NoSQL#
“NoSQL” lumps together everything that isn’t a traditional relational database. Each subtype solves a different problem; treating them as one category leads to bad choices.
Document#
The aggregate-oriented variant. Whole objects live as nested JSON documents indexed by id and arbitrary fields. Mongo dominates; Couchbase, Firestore, and RavenDB occupy specific niches; Postgres with JSONB often beats them all when the workload also wants relational joins.
Self-contained JSON-shaped objects, indexed by id and arbitrary fields.
MongoDB, the dominant document store.
Couchbase, document + cache.
Firestore, managed, strong on mobile.
RavenDB, .NET-first.
PostgreSQL with JSONB, often the right “document store” if you also need joins.
Sweet spot: aggregates that fit naturally as a single document and rarely need joins; flexible schemas where most fields are optional.
Watch-outs.
Modeling many-to-many through embedded documents leads to update pain.
Ad-hoc analytics across documents is harder than across rows.
Transactions across documents exist (Mongo 4+) but cost more than the single-document case.
Key-Value#
The simplest data model that ships at scale. Redis and Valkey lead in-memory; etcd holds Kubernetes config; DynamoDB is the AWS managed pick; LMDB and RocksDB embed. Sweet spots are caches, sessions, rate limits, leaderboards, queues, and real-time presence.

**********

• _Work instructions_
1. In the NoSQL overview, rewrite the stretch from "RavenDB, .NET-first." through "fields are optional.", swapping "flexible schemas" for "loose schemas".
2. Answer these questions from the NoSQL overview:
(a) Which key-value store holds Kubernetes config?
(b) From which Mongo version do transactions across documents exist?
(c) Which document store is described as .NET-first?
3. Pick up the NoSQL overview after its last sentence and write what follows.

• _Listed entries_
**********

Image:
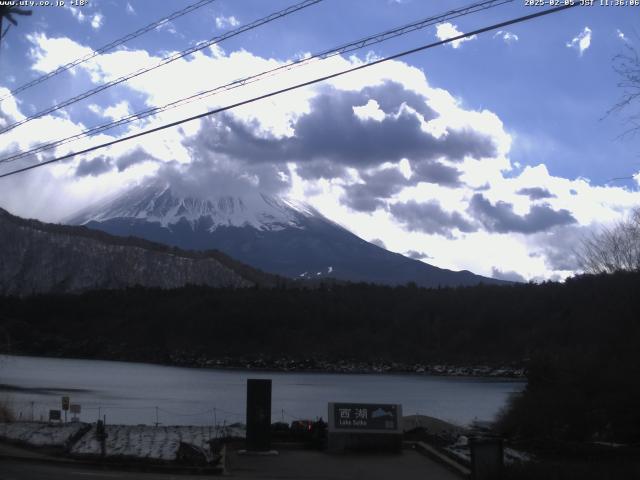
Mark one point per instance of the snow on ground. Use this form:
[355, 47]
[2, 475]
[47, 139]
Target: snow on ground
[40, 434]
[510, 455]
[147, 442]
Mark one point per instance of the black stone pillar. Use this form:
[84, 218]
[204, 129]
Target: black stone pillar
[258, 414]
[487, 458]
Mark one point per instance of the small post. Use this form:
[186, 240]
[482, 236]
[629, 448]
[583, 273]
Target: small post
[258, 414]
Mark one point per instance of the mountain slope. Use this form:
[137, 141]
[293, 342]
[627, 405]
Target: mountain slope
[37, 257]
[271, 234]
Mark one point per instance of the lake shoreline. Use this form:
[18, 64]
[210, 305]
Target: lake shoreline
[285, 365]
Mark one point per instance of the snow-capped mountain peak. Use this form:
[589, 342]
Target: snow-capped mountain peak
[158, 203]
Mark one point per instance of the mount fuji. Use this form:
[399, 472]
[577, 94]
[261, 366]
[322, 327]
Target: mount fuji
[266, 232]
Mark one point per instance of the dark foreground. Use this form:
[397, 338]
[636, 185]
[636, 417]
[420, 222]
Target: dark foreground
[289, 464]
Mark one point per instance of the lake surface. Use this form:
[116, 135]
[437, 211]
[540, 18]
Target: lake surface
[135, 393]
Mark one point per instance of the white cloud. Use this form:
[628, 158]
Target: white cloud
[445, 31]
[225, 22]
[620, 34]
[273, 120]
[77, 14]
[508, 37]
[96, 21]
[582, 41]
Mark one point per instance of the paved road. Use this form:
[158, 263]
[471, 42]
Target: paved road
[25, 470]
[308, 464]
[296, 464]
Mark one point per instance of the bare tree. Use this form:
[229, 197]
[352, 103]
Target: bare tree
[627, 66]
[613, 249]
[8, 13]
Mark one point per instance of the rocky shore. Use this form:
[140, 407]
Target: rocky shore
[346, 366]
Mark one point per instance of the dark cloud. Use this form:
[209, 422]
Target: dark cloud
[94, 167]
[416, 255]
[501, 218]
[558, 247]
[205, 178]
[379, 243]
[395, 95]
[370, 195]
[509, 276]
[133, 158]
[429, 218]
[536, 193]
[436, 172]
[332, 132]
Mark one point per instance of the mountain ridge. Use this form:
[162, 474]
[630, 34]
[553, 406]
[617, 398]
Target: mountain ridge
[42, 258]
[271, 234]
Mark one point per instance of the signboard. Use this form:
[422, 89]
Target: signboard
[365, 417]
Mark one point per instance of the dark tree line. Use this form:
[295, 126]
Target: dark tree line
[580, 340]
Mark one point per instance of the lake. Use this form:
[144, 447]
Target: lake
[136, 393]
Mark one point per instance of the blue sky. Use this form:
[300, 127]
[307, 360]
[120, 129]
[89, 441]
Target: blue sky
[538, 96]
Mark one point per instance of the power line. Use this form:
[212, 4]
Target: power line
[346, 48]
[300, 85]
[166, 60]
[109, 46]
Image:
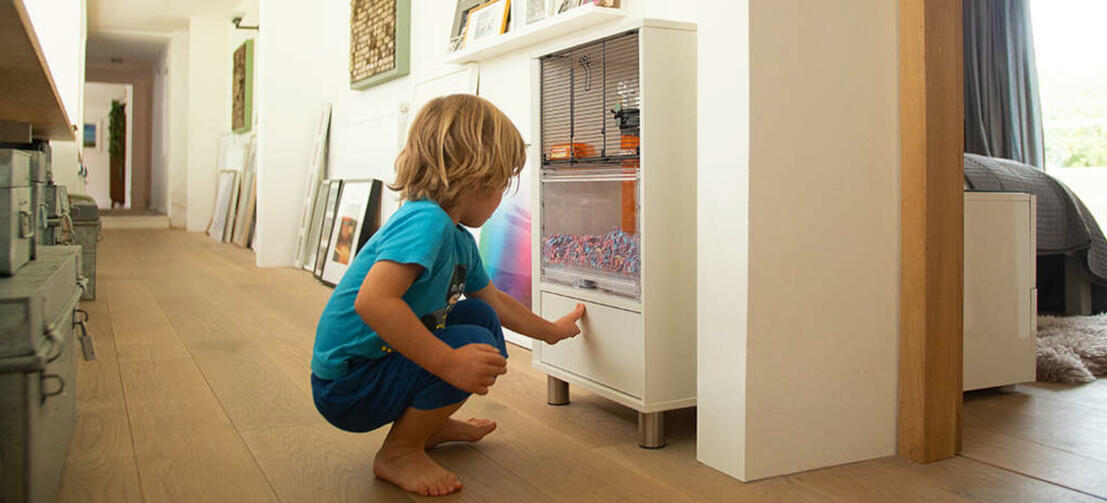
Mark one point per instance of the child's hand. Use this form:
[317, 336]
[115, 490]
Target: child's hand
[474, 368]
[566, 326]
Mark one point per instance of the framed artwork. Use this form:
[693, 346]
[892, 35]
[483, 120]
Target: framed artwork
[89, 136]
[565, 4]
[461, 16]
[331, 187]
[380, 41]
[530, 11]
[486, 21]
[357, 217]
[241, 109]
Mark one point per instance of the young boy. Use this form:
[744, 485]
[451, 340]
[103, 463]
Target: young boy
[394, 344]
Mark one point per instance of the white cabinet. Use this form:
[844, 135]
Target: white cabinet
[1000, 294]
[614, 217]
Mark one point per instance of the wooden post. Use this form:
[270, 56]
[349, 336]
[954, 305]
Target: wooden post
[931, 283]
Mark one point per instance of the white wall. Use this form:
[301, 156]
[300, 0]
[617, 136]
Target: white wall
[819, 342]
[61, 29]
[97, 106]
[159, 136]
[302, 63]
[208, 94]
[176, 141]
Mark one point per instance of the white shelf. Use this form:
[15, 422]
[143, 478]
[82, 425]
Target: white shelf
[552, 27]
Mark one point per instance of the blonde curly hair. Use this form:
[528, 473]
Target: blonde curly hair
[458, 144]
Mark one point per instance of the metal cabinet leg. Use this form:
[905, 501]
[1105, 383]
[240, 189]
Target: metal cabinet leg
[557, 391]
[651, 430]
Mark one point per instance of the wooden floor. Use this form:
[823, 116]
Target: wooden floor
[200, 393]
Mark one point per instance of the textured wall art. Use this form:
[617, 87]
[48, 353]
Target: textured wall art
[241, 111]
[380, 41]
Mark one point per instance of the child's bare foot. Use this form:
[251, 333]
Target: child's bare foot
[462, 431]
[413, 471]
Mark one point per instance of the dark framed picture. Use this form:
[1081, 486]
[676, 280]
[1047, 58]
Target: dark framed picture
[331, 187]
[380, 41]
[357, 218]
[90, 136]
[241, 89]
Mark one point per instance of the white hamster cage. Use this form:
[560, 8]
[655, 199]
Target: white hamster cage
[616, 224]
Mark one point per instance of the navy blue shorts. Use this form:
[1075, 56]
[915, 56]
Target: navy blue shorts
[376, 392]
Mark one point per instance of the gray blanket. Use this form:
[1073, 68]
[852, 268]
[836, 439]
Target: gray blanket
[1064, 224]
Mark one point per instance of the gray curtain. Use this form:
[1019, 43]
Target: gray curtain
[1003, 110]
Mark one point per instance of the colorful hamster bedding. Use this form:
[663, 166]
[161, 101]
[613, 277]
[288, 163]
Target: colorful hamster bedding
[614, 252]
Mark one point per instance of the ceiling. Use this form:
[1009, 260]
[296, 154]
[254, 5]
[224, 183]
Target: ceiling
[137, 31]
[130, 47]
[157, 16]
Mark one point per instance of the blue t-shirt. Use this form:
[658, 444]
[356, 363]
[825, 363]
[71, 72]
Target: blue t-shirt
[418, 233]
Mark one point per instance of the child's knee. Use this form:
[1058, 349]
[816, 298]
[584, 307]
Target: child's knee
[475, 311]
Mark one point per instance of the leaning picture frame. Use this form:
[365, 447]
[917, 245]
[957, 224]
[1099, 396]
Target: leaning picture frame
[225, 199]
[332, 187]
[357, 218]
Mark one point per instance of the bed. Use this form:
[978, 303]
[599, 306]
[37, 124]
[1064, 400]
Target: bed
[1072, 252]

**********

• _Answers for this exercise_
1.
RavenDB, .NET-first.
PostgreSQL with JSONB, often the right “document store” if you also need joins.
Sweet spot: aggregates that fit naturally as a single document and rarely need joins; loose schemas where most fields are optional.

2.
(a) etcd
(b) Mongo 4+
(c) RavenDB

3.
The simplest model: put(key, value), get(key). Optimized for
single-key throughput.
Redis / Valkey, in-memory, with rich data types (strings, lists, hashes, sets, sorted sets, streams).
Memcached, pure cache, no persistence.
etcd, consensus-backed config store; powers Kubernetes.
DynamoDB, AWS managed; key-value with secondary indexes; serverless billing.
Sweet spot: caches, session stores, rate limiters, leaderboards (Redis sorted sets), feature flags, queues, real-time presence.
Redis Patterns#
Cache-aside, read miss → fetch from DB → set in Redis with TTL.
Rate limit,
INCR+EXPIREper key per window.Distributed locks,
SET key value NX PX 30000; release with Lua script.Streams, append-only, replayable; consumer groups.
Pub/Sub, broadcast to subscribers; no replay.
The most common mistake: treating Redis as a database. Cached data is disposable; persistent state belongs elsewhere unless the durability story has been thought through.
Wide-Column#
The Bigtable family. Cassandra and ScyllaDB write across many regions with no single primary; HBase and Bigtable pin to the Hadoop and GCP ecosystems. Sweet spot is write-heavy time series, telemetry, and event streams at scale, where joins don’t exist and modeling is per-query.
Tables of rows keyed by a partition key, with sparse columns within each row.
Cassandra, multi-region writes, no single primary, eventual consistency.
ScyllaDB, Cassandra-compatible C++ rewrite; faster.
HBase, Hadoop-ecosystem.
Bigtable, GCP managed.
Sweet spot: write-heavy time-series, IoT, telemetry, append-only event streams at very large scale, multi-DC writes.
Watch-outs.
Modeling is the skill; data is denormalized per query, not per entity.
Joins don’t exist; you precompute them at write time.
The CAP-theorem tradeoffs are real; pick a consistency level per query.
Graph#
The format where edges are first-class. Neo4j leads with Cypher; Neptune and Memgraph speak openCypher; Dgraph and JanusGraph cover their own niches. Sweet spots are recommendations, fraud detection, identity graphs, and any analysis that traverses many hops, where SQL joins suffer.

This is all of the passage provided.